**REQUIRED ACTION:**
Answer these questions from the blog post below:
1. How old is the writer's child?
2. On which site did the writer see the saying "Feeling is the way to healing," and who posted it?
3. According to the post, what do therapists or psychologists often make you do?

**SOURCE EXTRACT:**
I haven’t blogged in a few days. Part of that was because I blogged on two days I normally do not blog, another part was because I was spending time with my almost 2 year old, another part was because I was spending time with my husband, and another part of that was because I had a toothache that would not go away…however despite all of that i am back now, and I want to talk about something that I have been thinking about since I saw it. I’m just going to be writing today, I have no idea how it will come out, so if it is too much for you, or it just feels like I’m rambling, or if you don’t like when someone just talks, then you don’t have to read this. It’s ok…I will completely understand 🙂
“Feeling is the way to healing”
I saw this saying on twitter by one of my favorite youtubers (Ingrid Nilsen) and I just could not stop thinking about it all week. Every time I thought about writing something about it on this blog, I just couldn’t. But now I can because of the way that I am feeling. I have been trying to understand how to feel when I am not sure how to feel, therefore since I don’t know how to feel, I don’t know how to heal. I think a lot, and when I feel something, I really feel it, and I don’t forget the feeling. Some people might say this is a bad thing, and this can be a bad thing, but to me…it’s a way of coping with so many issues that I have about myself and with others. I feel confused, hurt, lost, overjoyed, glad, sad, happy, and all of these feelings really scare me to death. They are feelings that I can not understand. They are feelings that I just can’t overcome and heal from. I want to, I want to forget about so many things, people, events…but I can’t. I want to not feel like I have lost myself, but that is what I feel. I’m so not connected to who I am anymore…I’m not connected to who was..I’m connected to what I feel inside…and that’s destructive. When I feel…I want to feel…I don’t want to let go of anything, I don’t want to forget any moment of that feeling. I don’t want to disconnect from the feeling…I want to feel it all…no matter how painful, happy, seductive..loneliness..sad..depressed..confused…I feel…I want to feel it all…The moment when I feel it…is the moment I start to heal. And it’s interesting to me, how when you are made to feel something, that is when you have the option to heal from it. When you see a therapist, or a psychologist…they often make you go back to when you felt the way you felt…sometimes it’s a place that you don’t want to go back to, that you want to forget, that you feel the most pain in or whatever, and they make you feel it…because when you feel it, you can start to understand it, change it, and heal from it. I’m a fighter, a dreamer, an emotional personal…and my emotions can go all over the place, but when I feel…what I feel, that is when I feel the most alive, and that is when I know I can start to heal. I know this may not make sense to a lot of you…but I’m just writing today, and this is what I’m writing. When you feel…Feel to eventually heal…don’t feel to linger, but feel to fight and heal whatever is there. It’s ok to cry…just know that when you finally let yourself feel, you can finally let yourself heal.

**AVAILABLE DATA:**
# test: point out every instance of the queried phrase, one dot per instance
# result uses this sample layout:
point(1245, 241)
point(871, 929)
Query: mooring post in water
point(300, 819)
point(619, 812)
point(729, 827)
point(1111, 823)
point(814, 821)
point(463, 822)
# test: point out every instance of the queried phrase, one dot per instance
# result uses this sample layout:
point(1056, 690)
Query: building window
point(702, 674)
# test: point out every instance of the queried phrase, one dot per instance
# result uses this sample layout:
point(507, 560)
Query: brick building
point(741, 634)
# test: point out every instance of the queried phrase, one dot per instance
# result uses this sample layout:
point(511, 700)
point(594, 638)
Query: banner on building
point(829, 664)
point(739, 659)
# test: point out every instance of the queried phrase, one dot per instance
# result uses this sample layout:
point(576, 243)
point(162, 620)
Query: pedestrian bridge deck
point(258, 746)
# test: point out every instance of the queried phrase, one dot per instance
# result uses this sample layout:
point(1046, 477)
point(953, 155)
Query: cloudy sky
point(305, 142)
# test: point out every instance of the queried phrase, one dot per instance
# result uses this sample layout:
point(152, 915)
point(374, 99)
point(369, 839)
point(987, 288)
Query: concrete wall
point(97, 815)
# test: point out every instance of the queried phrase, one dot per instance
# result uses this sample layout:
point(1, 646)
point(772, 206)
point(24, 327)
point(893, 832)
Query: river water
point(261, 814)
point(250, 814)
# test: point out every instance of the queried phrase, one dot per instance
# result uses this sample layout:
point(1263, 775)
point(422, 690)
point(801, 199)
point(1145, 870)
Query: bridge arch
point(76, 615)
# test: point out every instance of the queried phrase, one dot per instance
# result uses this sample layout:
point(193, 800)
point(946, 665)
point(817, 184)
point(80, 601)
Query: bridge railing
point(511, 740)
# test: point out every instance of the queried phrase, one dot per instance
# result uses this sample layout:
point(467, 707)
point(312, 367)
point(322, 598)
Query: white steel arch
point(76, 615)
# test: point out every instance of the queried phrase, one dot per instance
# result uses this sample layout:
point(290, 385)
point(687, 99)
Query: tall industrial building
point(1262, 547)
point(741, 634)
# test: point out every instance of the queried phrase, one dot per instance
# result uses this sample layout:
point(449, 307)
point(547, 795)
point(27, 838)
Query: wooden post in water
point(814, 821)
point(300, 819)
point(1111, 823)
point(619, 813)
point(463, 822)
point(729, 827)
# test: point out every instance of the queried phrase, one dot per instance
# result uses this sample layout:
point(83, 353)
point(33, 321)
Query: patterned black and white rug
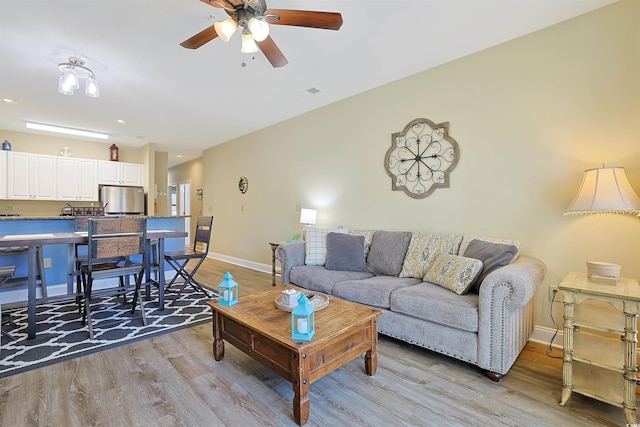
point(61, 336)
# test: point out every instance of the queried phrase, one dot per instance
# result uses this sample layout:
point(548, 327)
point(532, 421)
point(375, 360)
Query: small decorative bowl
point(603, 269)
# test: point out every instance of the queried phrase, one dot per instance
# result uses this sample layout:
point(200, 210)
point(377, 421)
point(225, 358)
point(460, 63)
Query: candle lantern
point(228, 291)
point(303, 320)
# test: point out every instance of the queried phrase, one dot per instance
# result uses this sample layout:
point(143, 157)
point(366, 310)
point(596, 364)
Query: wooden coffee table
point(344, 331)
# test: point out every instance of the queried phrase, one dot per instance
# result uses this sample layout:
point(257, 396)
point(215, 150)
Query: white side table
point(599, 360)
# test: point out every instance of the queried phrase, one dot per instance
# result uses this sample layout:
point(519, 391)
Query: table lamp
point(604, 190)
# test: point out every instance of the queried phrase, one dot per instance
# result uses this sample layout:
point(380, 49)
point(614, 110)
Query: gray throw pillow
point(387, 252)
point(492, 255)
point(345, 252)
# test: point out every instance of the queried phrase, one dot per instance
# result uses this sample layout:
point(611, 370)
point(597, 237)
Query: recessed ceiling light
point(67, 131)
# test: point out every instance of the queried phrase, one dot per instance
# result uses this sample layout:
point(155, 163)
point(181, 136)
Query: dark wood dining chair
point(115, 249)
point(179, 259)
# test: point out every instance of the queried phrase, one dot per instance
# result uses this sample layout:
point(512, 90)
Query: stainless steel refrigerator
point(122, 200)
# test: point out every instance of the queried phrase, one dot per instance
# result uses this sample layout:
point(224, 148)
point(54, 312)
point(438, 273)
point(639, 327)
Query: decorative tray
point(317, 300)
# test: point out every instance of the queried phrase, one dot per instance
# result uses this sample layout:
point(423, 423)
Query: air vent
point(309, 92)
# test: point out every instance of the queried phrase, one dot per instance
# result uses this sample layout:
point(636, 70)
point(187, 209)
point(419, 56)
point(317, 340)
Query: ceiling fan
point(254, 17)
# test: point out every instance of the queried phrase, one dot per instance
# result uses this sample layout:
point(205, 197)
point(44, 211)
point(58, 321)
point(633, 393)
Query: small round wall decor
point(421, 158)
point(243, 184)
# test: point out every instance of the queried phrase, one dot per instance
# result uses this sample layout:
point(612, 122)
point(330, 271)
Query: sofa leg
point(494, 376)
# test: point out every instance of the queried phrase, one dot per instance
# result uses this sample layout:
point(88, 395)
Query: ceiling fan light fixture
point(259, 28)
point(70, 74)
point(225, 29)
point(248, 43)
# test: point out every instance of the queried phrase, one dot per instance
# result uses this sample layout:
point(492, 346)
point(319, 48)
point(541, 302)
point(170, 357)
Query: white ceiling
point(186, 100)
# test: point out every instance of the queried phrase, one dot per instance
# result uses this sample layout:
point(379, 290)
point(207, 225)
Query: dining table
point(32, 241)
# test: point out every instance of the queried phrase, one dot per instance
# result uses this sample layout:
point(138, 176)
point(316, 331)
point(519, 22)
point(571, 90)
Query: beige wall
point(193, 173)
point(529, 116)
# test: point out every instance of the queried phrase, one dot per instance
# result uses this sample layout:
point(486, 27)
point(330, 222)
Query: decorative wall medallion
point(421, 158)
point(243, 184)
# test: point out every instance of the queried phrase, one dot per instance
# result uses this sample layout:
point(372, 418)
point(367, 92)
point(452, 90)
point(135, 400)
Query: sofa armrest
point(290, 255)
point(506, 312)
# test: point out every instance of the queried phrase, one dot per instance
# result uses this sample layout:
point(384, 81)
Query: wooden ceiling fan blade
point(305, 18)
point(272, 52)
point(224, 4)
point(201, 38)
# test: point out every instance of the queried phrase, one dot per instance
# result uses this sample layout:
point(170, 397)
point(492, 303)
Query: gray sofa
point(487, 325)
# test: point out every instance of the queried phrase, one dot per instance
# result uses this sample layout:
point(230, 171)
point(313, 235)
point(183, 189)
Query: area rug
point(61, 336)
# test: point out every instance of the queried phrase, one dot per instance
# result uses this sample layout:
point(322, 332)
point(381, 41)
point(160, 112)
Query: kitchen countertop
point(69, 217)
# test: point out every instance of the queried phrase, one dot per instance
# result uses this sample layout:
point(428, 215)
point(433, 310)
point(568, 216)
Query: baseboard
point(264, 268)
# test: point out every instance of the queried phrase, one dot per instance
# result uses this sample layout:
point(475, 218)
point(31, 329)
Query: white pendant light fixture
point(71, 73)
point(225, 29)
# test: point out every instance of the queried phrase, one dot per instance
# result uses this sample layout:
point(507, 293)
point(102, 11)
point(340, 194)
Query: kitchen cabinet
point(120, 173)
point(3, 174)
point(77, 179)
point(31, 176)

**WRITTEN ANSWER:**
1. The child is almost 2 years old.
2. The writer saw it on Twitter, posted by Ingrid Nilsen, one of the writer's favorite YouTubers.
3. They often make you go back to when you felt the way you felt and make you feel it, so you can start to understand it, change it, and heal from it.